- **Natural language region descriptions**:
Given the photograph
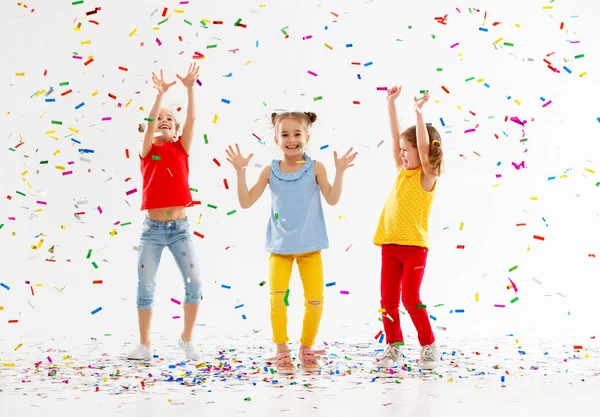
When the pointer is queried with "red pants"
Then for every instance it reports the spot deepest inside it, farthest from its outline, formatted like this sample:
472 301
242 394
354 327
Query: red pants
402 269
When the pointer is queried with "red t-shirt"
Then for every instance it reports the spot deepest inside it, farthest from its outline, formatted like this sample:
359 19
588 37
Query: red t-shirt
165 171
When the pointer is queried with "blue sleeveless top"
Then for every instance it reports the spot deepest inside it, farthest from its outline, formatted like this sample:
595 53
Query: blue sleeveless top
296 224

- **TASK STATEMENT**:
Each record above must be retyped exactly, minus its pictures.

- **EXERCISE OUTPUT**:
Given the photograph
When the pointer is queried with "red pants"
Then for every instance it reports the spot deepest inside it, farthest from its outline, formatted like this sample:
472 301
242 394
354 327
Query: red pants
402 269
When the pointer is queried with "red t-shirt"
Then for every instance it reports the spot deepest inside it, farthest from its outline, formatted like this sample:
359 19
588 37
Query: red t-shirt
165 171
When the pointer is queried with "blue sleeveless top"
Then for every instance it reports the spot deepest inside it, farthest from its outline, formatted like this sample:
595 53
Query: blue sleeveless top
296 224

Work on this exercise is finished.